Reproduce everything from the line containing "out the mountain" down to the final line, including both of those lines, without changing a single character.

━━━ ENTRIES ━━━

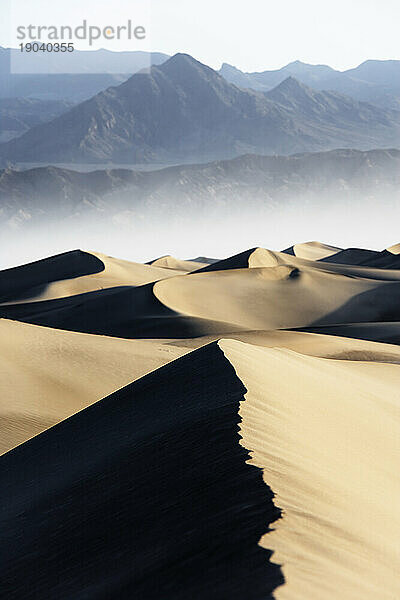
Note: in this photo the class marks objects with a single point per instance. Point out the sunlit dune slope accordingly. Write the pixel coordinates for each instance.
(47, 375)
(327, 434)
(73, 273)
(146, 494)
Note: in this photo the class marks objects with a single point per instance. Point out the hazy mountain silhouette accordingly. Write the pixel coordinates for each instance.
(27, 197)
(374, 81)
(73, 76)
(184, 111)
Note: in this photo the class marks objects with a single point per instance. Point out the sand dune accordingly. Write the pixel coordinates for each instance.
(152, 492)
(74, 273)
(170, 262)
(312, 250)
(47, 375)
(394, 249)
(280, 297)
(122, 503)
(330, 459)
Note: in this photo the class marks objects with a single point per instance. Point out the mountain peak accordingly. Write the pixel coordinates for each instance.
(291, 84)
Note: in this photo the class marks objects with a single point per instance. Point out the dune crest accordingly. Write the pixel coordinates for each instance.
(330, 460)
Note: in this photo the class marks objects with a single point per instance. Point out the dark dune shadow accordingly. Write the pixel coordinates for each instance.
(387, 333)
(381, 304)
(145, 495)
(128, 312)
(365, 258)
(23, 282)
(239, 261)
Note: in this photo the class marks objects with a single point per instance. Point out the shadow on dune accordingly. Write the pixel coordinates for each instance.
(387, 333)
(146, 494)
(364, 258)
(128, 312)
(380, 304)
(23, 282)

━━━

*FINISHED ANSWER*
Note: in this photo the class marks objects with a single point per instance. Point out the mountain peak accordingly. Write the pixel coordinates for each instance.
(291, 84)
Note: in this photo the class marks objects with a single point per instance. Point out the dune crest accordingly. Write the pixel coordinates for each instance.
(330, 460)
Note: in this photo the class marks objects with a single point per instance. Point out the dark dune shadow accordingly. Write the pixel coordinates for each instance.
(387, 333)
(381, 304)
(145, 495)
(128, 312)
(365, 258)
(23, 282)
(239, 261)
Note: in this photo the class marks objects with a single point per instance. Point out the shadow on dune accordingly. Write the pixel coordinates for each instance.
(387, 333)
(146, 494)
(364, 258)
(128, 312)
(380, 304)
(23, 282)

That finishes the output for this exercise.